AIM OF THE EXERCISE
Write out, word for word, each line from the start of the entries through the one holding "Objective: for every instance of the tree line, indicate"; omit the pictures.

ENTRIES SUPPLIED
────────────────────────────────────────
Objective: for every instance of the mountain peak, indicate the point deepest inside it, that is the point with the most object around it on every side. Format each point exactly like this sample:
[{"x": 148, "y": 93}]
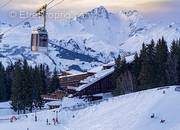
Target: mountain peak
[
  {"x": 99, "y": 12},
  {"x": 130, "y": 13}
]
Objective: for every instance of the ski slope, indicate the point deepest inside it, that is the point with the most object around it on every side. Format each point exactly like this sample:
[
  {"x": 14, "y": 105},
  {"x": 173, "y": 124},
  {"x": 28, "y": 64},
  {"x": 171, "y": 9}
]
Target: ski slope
[{"x": 128, "y": 112}]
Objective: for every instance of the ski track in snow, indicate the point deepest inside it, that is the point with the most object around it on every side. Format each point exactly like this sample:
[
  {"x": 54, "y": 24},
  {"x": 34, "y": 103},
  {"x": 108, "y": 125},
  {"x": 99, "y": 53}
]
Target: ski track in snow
[{"x": 127, "y": 112}]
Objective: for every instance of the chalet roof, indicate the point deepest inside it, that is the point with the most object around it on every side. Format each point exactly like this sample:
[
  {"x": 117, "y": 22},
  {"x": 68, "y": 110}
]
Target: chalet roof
[
  {"x": 65, "y": 76},
  {"x": 93, "y": 79},
  {"x": 54, "y": 103}
]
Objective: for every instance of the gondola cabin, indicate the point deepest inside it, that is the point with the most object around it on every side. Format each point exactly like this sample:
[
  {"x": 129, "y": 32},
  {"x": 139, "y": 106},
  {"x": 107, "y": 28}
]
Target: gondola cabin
[
  {"x": 39, "y": 40},
  {"x": 1, "y": 37}
]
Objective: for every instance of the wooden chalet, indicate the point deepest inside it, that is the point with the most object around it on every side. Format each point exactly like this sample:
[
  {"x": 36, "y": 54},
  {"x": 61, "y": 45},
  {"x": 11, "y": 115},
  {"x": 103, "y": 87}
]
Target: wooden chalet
[
  {"x": 57, "y": 95},
  {"x": 73, "y": 80},
  {"x": 102, "y": 82}
]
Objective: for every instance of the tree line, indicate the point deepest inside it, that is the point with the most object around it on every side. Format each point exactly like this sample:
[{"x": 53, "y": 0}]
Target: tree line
[
  {"x": 155, "y": 66},
  {"x": 24, "y": 85}
]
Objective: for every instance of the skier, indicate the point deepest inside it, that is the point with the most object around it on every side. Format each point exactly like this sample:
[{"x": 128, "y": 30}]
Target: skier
[
  {"x": 162, "y": 121},
  {"x": 153, "y": 115},
  {"x": 47, "y": 121},
  {"x": 54, "y": 121}
]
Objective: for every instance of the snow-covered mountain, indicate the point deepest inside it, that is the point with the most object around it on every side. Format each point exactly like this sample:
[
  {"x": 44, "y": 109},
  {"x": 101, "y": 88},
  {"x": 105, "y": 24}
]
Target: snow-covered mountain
[
  {"x": 86, "y": 41},
  {"x": 127, "y": 112}
]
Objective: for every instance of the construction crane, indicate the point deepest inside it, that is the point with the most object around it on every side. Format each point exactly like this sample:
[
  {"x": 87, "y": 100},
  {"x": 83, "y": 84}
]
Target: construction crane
[{"x": 39, "y": 37}]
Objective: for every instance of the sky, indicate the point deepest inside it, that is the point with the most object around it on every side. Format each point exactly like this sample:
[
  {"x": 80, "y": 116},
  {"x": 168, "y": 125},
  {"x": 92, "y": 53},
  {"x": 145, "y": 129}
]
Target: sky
[{"x": 157, "y": 8}]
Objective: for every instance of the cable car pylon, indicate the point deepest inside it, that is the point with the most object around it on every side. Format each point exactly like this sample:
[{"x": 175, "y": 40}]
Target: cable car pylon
[{"x": 39, "y": 37}]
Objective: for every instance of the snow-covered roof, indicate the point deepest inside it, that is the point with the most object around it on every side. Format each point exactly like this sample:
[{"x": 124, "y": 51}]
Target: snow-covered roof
[
  {"x": 96, "y": 69},
  {"x": 54, "y": 103},
  {"x": 92, "y": 79},
  {"x": 65, "y": 76}
]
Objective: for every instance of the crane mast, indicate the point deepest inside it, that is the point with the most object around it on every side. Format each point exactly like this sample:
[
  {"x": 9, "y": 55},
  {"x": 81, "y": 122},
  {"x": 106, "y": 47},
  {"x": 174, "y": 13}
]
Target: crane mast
[{"x": 43, "y": 12}]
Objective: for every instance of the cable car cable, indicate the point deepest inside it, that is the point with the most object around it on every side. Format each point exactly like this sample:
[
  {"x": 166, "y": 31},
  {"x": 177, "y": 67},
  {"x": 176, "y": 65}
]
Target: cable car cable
[
  {"x": 5, "y": 4},
  {"x": 56, "y": 4}
]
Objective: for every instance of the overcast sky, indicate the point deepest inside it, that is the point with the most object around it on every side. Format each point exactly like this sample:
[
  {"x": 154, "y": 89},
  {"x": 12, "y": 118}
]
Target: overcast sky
[{"x": 161, "y": 8}]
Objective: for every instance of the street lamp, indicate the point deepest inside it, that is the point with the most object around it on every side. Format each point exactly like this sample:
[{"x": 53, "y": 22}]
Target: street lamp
[
  {"x": 57, "y": 121},
  {"x": 34, "y": 106}
]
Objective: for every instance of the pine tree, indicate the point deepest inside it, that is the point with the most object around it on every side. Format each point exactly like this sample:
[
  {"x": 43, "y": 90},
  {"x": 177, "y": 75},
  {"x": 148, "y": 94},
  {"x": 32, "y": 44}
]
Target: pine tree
[
  {"x": 16, "y": 95},
  {"x": 54, "y": 82},
  {"x": 9, "y": 76},
  {"x": 136, "y": 68},
  {"x": 173, "y": 63},
  {"x": 3, "y": 89},
  {"x": 147, "y": 72},
  {"x": 162, "y": 62},
  {"x": 120, "y": 68}
]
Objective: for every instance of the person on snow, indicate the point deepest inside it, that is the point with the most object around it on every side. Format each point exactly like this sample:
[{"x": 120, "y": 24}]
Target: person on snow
[{"x": 54, "y": 121}]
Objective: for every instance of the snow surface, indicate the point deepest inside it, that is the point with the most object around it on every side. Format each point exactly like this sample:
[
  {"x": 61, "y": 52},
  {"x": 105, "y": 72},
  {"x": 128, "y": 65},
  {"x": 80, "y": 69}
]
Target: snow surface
[
  {"x": 128, "y": 112},
  {"x": 86, "y": 41}
]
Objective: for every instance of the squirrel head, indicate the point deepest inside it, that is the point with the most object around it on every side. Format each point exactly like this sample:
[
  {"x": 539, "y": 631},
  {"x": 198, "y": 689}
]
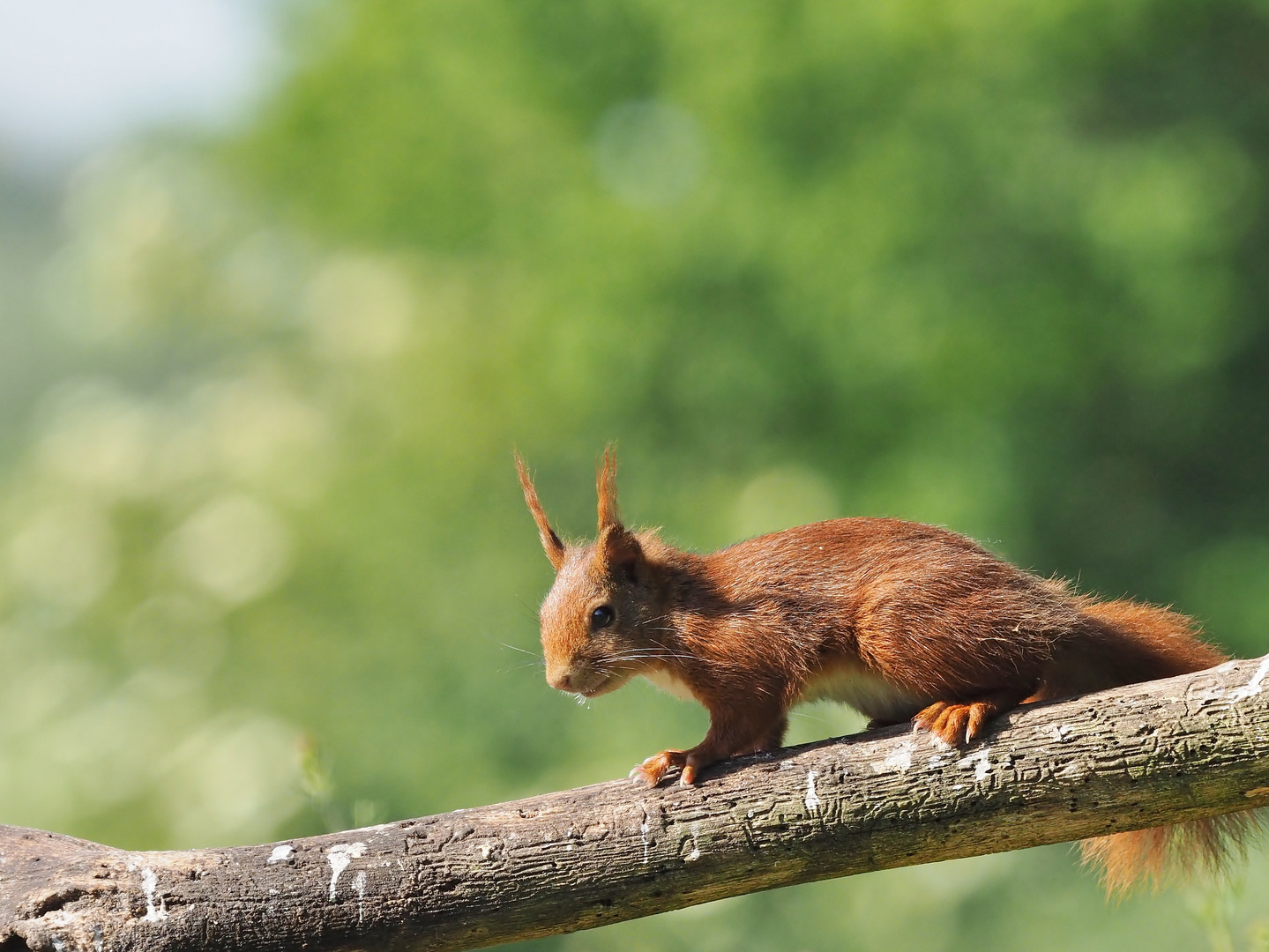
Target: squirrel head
[{"x": 598, "y": 620}]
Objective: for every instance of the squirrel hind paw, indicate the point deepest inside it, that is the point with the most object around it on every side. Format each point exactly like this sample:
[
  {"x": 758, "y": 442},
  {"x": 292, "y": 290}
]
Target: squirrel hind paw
[
  {"x": 954, "y": 724},
  {"x": 653, "y": 770}
]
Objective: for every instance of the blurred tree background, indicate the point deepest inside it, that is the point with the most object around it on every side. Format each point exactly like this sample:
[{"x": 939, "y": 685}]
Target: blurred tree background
[{"x": 265, "y": 566}]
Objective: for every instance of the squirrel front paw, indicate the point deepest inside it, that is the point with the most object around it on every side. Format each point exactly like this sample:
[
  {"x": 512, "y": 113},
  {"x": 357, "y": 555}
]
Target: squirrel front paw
[{"x": 653, "y": 770}]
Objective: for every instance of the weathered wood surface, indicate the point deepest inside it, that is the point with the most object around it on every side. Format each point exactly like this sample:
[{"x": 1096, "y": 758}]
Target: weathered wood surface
[{"x": 1139, "y": 755}]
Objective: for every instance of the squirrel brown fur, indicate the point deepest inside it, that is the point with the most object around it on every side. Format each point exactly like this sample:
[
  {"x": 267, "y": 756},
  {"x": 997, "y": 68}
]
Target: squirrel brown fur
[{"x": 899, "y": 620}]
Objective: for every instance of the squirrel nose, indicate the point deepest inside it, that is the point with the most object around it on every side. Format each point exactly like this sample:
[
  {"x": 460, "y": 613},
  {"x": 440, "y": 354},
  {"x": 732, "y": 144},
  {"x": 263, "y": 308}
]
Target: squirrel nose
[{"x": 560, "y": 680}]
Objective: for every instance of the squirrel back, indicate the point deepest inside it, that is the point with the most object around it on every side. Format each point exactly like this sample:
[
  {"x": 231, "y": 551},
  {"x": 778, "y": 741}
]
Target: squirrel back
[{"x": 901, "y": 620}]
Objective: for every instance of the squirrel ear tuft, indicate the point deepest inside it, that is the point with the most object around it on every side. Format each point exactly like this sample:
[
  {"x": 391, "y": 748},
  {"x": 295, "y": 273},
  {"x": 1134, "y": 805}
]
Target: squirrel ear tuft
[
  {"x": 549, "y": 540},
  {"x": 606, "y": 487},
  {"x": 618, "y": 550}
]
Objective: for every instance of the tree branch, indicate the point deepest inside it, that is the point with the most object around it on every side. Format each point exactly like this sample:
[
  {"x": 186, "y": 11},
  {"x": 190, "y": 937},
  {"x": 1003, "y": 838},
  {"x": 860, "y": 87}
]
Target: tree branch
[{"x": 1141, "y": 755}]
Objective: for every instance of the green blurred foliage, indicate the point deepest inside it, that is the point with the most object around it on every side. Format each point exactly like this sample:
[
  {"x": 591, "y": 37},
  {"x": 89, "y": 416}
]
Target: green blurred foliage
[{"x": 999, "y": 266}]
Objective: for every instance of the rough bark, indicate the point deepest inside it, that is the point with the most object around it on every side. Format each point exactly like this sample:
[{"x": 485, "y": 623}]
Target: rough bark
[{"x": 1122, "y": 760}]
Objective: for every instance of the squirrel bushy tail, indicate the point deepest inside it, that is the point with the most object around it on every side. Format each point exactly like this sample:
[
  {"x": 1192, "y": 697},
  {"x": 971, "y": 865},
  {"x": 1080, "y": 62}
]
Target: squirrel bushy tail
[{"x": 1153, "y": 643}]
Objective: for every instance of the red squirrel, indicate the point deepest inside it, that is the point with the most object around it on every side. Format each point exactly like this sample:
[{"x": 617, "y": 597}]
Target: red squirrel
[{"x": 899, "y": 620}]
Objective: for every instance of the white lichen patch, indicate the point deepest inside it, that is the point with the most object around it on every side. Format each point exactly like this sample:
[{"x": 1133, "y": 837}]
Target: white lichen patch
[
  {"x": 149, "y": 885},
  {"x": 980, "y": 761},
  {"x": 696, "y": 844},
  {"x": 339, "y": 856},
  {"x": 359, "y": 885},
  {"x": 938, "y": 743},
  {"x": 812, "y": 799},
  {"x": 898, "y": 760},
  {"x": 1253, "y": 688}
]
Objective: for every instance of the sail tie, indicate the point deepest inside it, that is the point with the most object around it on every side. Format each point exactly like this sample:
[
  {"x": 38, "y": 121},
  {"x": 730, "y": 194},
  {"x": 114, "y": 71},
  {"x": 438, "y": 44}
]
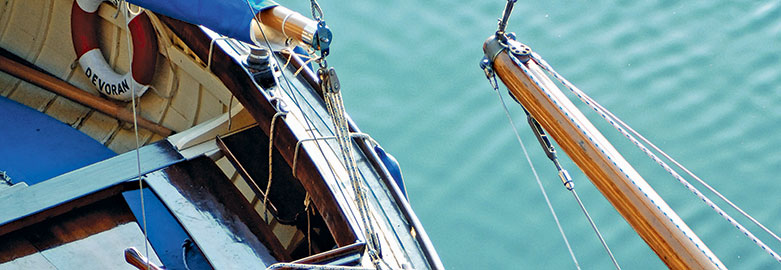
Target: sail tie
[{"x": 623, "y": 127}]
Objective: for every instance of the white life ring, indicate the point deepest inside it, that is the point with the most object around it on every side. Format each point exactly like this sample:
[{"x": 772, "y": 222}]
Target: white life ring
[{"x": 84, "y": 26}]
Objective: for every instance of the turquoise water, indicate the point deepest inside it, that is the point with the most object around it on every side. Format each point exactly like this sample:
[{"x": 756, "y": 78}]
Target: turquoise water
[{"x": 702, "y": 79}]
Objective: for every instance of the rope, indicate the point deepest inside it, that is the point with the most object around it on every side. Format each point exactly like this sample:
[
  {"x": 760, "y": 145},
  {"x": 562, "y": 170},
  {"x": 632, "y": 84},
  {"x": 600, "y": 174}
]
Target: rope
[
  {"x": 343, "y": 130},
  {"x": 537, "y": 177},
  {"x": 313, "y": 267},
  {"x": 335, "y": 106},
  {"x": 138, "y": 144},
  {"x": 610, "y": 118},
  {"x": 270, "y": 161}
]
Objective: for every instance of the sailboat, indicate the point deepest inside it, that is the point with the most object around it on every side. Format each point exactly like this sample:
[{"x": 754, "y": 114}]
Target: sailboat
[
  {"x": 534, "y": 85},
  {"x": 162, "y": 135}
]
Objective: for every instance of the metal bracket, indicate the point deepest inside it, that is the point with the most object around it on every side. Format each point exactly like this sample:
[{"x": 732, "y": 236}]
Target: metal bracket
[{"x": 329, "y": 81}]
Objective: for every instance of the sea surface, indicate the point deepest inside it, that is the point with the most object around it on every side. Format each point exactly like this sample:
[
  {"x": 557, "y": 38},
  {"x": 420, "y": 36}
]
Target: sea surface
[{"x": 702, "y": 79}]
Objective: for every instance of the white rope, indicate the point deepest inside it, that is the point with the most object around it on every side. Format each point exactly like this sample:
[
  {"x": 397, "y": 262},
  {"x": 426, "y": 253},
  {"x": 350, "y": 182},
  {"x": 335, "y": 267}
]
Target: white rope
[
  {"x": 138, "y": 143},
  {"x": 335, "y": 106},
  {"x": 313, "y": 267},
  {"x": 537, "y": 177},
  {"x": 616, "y": 123}
]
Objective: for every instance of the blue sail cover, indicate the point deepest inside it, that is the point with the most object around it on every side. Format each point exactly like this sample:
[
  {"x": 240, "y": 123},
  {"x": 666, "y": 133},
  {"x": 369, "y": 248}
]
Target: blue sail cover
[{"x": 228, "y": 17}]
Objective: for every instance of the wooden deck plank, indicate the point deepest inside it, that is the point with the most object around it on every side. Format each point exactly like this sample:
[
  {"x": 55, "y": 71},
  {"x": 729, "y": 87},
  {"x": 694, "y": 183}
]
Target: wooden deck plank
[
  {"x": 65, "y": 192},
  {"x": 194, "y": 188}
]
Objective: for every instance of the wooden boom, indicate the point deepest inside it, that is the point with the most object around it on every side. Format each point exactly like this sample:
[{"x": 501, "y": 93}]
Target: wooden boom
[
  {"x": 281, "y": 24},
  {"x": 672, "y": 240}
]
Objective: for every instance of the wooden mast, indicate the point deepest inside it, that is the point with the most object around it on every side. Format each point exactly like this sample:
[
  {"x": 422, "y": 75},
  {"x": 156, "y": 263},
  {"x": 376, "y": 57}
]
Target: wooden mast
[{"x": 672, "y": 240}]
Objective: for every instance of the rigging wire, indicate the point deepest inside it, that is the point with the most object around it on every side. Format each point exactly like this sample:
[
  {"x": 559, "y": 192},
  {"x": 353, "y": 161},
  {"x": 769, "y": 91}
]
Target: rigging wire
[
  {"x": 349, "y": 161},
  {"x": 566, "y": 179},
  {"x": 594, "y": 226},
  {"x": 537, "y": 177},
  {"x": 609, "y": 117}
]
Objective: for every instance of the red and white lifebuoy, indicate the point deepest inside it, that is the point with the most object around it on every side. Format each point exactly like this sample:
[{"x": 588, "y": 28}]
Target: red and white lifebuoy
[{"x": 84, "y": 27}]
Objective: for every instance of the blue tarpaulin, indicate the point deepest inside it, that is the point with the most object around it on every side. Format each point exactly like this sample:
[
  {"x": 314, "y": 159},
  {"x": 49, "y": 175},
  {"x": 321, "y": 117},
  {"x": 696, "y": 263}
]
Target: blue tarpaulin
[{"x": 228, "y": 17}]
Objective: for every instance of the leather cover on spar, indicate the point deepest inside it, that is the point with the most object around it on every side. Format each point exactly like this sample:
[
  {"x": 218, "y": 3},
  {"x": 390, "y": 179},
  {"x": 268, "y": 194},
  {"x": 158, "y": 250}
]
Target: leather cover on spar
[{"x": 228, "y": 17}]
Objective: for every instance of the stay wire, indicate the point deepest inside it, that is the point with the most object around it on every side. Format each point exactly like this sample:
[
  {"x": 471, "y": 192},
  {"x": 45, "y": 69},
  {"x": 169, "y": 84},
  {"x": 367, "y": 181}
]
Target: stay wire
[
  {"x": 594, "y": 226},
  {"x": 537, "y": 177},
  {"x": 686, "y": 170},
  {"x": 614, "y": 122}
]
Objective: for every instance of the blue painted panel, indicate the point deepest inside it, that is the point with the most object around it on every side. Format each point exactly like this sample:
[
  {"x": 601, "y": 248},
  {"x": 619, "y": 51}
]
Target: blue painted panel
[
  {"x": 35, "y": 147},
  {"x": 164, "y": 232}
]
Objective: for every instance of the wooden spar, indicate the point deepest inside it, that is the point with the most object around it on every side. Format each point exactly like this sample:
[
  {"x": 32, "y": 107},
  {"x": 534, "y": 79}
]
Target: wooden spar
[
  {"x": 672, "y": 240},
  {"x": 286, "y": 24},
  {"x": 242, "y": 86},
  {"x": 62, "y": 88}
]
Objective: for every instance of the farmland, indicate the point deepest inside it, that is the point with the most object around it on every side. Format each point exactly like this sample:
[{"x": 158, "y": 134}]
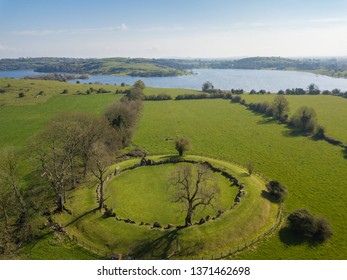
────────────────────────────────────────
RESPONSE FOR THIS EXERCISE
Objective: for every instance of the mountain peak, indicate the point deepest inside it, that is the point with the most object around it on every side. Format each point exactly like this sample:
[{"x": 148, "y": 93}]
Target: mountain peak
[
  {"x": 99, "y": 12},
  {"x": 130, "y": 13}
]
Objective: for every instance of the ski slope, indicate the point deepest inside it, that is the point with the most object around it on every side. Format each point exactly like this sample:
[
  {"x": 14, "y": 105},
  {"x": 173, "y": 124},
  {"x": 28, "y": 64},
  {"x": 171, "y": 9}
]
Target: ski slope
[{"x": 128, "y": 112}]
Objective: for every instance of the ski track in snow, indicate the point deepest inside it, that is the point with the most object around it on every side. Format each point exactly like this sample:
[
  {"x": 54, "y": 24},
  {"x": 34, "y": 103},
  {"x": 108, "y": 125},
  {"x": 99, "y": 53}
]
Target: ski track in snow
[{"x": 127, "y": 112}]
Objective: for every instance of the chalet roof, indicate the point deepest inside it, that is the point with the most object around it on every side. Format each point exactly like this sample:
[
  {"x": 117, "y": 22},
  {"x": 68, "y": 110}
]
Target: chalet roof
[
  {"x": 65, "y": 76},
  {"x": 93, "y": 79},
  {"x": 54, "y": 103}
]
Objective: for every instance of the gondola cabin, indicate the point deepest inside it, that is the point with the most object around it on every side. Format each point exactly like this sample:
[
  {"x": 129, "y": 32},
  {"x": 139, "y": 106},
  {"x": 107, "y": 28}
]
Target: gondola cabin
[
  {"x": 39, "y": 40},
  {"x": 1, "y": 37}
]
Objective: for every instance of the wooden chalet, indicate the point deepest inside it, that is the point with the most object around it on every side. Format each point exactly like this sample:
[
  {"x": 36, "y": 54},
  {"x": 61, "y": 45},
  {"x": 11, "y": 115},
  {"x": 103, "y": 87}
]
Target: wooden chalet
[
  {"x": 57, "y": 95},
  {"x": 73, "y": 80},
  {"x": 102, "y": 82}
]
Objective: for every instance of the tree line, indicate the point deepest inside it, that is the point with the most object around it on every side. Format each point exactly like this sample:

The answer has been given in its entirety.